Menjelang Idul Fitri tahun 2001, Presiden Gus Dur menerima laporan tentang persiapan Istana Merdeka untuk melaksanakan open house seperti tahun sebelumnya. Kali ini ada yang berbeda. Penulis buku Presiden Gus Dur: The Untold Story (2014), Priyo Sambada, menuturkan bagaimana protokol Istana merencanakan Presiden dan Ibu Negara akan menerima rakyat di teras Istana, tidak di Ruang Kredensial Istana Merdeka yang biasa digunakan untuk berbagai acara resmi Presiden seperti menerima kredensial duta besar negara sahabat, foto bersama tamu negara, dan acara formal lain.
Protokol Istana memberikan alasan bahwa ini dilakukan untuk menjaga karpet Istana yang belum lama diganti. Diperkirakan ribuan rakyat akan memanfaatkan momentum open house Lebaran untuk menginjakkan kakinya di Istana.

+---+

SOAL SINGKAT A
Tuliskan kembali semua baris catatan berikut persis sama, dari baris pertama sampai terakhir.
Catatan berikut sama sekali tidak berhubungan dengan bacaan.

DATA TERSAJI
+---+

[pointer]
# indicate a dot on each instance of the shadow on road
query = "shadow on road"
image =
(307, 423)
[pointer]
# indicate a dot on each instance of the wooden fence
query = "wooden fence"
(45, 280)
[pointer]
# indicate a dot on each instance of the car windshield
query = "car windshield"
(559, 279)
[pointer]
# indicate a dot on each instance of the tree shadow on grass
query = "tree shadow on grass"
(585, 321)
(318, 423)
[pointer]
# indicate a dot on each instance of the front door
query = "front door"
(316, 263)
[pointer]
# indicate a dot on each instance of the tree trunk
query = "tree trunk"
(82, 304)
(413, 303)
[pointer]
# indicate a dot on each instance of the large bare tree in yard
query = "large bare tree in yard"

+---+

SOAL SINGKAT B
Bisakah Anda meringkas paragraf bacaan tentang open house Lebaran yang diawali "Menjelang Idul Fitri tahun 2001" tanpa membuang fakta utamanya?

JAWABAN LENGKAP A
[pointer]
# indicate a dot on each instance of the shadow on road
query = "shadow on road"
image =
(307, 423)
[pointer]
# indicate a dot on each instance of the wooden fence
query = "wooden fence"
(45, 280)
[pointer]
# indicate a dot on each instance of the car windshield
query = "car windshield"
(559, 279)
[pointer]
# indicate a dot on each instance of the tree shadow on grass
query = "tree shadow on grass"
(585, 321)
(318, 423)
[pointer]
# indicate a dot on each instance of the front door
query = "front door"
(316, 263)
[pointer]
# indicate a dot on each instance of the tree trunk
query = "tree trunk"
(82, 304)
(413, 303)
[pointer]
# indicate a dot on each instance of the large bare tree in yard
query = "large bare tree in yard"

JAWABAN LENGKAP B
Menjelang Idul Fitri 2001, Presiden Gus Dur menerima laporan bahwa Istana Merdeka bersiap mengadakan open house seperti tahun sebelumnya, tetapi dengan perbedaan. Menurut Priyo Sambada dalam bukunya Presiden Gus Dur: The Untold Story (2014), protokol Istana merencanakan Presiden dan Ibu Negara menerima rakyat di teras Istana. Acara itu tidak diadakan di Ruang Kredensial, yang biasa dipakai untuk acara resmi seperti penerimaan kredensial duta besar dan foto bersama tamu negara.